EXCERPT PROVIDED:
---+---

Practical problems start well before the theoretical computability limits. Lightweight ontology languages like RDFS feature low complexities even for query answering, and yet it is challenging to cope with the large datasets that are characteristic for modern data management applications. Key challenges are closely aligned with the three big Vs that are often considered to characterise Big Data:

  • Volume  The sheer amount of data is problematic. While polynomial algorithms are often considered tractable, an algorithm that exhibits even quadratic runtime behaviour w.r.t. the size of the database would be completely infeasible in practice.

  • Velocity  Data changes at a quick rate. If it takes hours or days to solve a difficult logical entailment problem, the solution will already be meaningless when it arrives.

  • Variety  The heterogeneity in data formats and schemas requires a significant amount of data integration. This is exactly the problem that OBQA addresses, but the practical requirements towards the expressivity and size of the ontology are significant.

---+---

RAW DATA:
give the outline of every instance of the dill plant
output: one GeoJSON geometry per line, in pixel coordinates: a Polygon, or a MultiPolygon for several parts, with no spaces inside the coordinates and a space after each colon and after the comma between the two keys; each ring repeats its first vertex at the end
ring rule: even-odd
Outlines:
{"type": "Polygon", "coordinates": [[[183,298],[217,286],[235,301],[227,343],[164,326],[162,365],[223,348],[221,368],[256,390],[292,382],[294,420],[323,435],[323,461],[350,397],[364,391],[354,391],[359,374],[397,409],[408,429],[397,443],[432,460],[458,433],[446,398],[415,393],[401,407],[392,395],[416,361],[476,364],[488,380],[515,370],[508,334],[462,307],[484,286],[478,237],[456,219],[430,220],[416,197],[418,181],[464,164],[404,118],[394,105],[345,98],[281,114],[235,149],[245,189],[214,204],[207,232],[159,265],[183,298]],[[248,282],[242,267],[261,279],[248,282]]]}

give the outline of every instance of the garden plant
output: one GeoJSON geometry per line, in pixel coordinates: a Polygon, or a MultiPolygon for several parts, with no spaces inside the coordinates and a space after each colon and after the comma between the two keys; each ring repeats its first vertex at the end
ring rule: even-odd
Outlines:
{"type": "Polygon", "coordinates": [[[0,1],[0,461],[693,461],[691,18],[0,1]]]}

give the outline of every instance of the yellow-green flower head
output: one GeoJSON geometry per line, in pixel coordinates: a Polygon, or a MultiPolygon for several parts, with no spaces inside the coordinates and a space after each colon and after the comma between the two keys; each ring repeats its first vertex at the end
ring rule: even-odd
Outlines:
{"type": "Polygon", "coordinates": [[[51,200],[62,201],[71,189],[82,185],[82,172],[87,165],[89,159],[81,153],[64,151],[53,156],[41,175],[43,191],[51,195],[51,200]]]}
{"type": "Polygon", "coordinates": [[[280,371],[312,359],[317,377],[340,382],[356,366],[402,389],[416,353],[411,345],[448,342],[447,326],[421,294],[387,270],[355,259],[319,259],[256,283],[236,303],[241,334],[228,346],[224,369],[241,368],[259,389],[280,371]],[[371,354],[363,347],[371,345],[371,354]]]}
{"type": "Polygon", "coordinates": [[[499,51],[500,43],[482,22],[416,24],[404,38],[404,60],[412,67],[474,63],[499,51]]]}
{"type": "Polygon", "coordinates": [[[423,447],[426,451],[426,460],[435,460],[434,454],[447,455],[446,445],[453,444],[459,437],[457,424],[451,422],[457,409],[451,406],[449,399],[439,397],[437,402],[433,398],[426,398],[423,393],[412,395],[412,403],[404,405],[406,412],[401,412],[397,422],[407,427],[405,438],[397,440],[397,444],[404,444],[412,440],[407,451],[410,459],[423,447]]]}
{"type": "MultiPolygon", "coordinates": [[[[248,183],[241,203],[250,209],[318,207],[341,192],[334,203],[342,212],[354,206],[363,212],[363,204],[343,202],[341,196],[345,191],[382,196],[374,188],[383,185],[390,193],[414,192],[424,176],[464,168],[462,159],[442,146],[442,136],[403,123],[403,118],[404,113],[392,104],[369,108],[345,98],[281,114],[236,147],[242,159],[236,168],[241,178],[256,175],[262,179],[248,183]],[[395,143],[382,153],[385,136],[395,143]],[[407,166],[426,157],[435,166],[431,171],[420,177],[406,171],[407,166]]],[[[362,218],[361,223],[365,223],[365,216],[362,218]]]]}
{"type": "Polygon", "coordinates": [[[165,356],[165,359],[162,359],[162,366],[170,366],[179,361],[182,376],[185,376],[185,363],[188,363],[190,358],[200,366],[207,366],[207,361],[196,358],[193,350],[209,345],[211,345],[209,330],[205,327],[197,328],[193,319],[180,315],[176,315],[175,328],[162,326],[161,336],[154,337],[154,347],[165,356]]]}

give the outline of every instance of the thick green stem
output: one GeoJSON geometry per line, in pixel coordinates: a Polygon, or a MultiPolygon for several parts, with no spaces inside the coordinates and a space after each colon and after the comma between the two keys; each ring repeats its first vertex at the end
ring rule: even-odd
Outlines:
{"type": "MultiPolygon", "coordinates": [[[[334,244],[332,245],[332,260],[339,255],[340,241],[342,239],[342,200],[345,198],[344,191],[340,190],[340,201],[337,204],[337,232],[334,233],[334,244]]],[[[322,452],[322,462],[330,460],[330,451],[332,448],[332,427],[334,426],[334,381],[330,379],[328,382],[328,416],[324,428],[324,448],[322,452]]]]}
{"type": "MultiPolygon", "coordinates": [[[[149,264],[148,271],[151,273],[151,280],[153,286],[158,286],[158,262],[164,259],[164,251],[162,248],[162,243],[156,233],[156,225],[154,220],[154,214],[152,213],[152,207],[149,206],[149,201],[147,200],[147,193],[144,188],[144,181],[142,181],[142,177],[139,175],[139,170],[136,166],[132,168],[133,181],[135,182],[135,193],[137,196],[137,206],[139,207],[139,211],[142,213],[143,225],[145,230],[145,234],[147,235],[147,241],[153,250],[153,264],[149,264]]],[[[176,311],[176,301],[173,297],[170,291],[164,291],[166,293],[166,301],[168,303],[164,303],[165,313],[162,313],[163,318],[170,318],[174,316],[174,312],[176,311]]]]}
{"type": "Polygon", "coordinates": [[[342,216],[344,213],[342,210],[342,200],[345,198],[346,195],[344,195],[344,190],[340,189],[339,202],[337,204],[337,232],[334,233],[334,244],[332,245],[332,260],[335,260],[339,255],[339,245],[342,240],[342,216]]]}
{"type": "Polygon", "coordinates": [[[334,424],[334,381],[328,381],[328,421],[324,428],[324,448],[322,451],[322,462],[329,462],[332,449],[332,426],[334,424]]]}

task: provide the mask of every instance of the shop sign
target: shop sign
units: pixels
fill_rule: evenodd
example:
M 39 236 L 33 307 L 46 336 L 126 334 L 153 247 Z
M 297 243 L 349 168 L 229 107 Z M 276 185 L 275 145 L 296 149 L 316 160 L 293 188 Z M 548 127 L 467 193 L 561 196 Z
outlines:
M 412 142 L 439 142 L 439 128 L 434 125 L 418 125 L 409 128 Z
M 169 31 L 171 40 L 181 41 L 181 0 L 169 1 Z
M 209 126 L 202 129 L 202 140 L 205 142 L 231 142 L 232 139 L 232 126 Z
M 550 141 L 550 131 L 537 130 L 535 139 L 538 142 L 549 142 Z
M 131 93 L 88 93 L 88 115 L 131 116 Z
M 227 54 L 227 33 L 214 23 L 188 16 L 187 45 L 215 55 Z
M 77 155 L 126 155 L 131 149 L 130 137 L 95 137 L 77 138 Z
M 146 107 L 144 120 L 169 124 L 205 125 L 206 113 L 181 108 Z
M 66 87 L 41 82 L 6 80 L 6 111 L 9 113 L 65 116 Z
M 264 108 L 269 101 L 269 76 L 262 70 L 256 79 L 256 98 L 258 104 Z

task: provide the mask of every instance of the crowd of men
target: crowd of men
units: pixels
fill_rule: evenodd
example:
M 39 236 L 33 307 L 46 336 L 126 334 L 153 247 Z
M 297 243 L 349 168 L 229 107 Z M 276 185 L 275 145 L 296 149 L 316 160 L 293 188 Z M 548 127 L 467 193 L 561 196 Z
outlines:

---+---

WRITTEN TASK 1:
Quote the excerpt on Big Data challenges, starting with "Practical problems start" and going on through "when it arrives.".
WRITTEN TASK 2:
Count the lines in the rows that contain the string "sign", and give only the number.
The rows above have no connection to the excerpt on Big Data challenges.

COMPLETE RESPONSE 1:
Practical problems start well before the theoretical computability limits. Lightweight ontology languages like RDFS feature low complexities even for query answering, and yet it is challenging to cope with the large datasets that are characteristic for modern data management applications. Key challenges are closely aligned with the three big Vs that are often considered to characterise Big Data:

  • Volume  The sheer amount of data is problematic. While polynomial algorithms are often considered tractable, an algorithm that exhibits even quadratic runtime behaviour w.r.t. the size of the database would be completely infeasible in practice.

  • Velocity  Data changes at a quick rate. If it takes hours or days to solve a difficult logical entailment problem, the solution will already be meaningless when it arrives.

COMPLETE RESPONSE 2:
2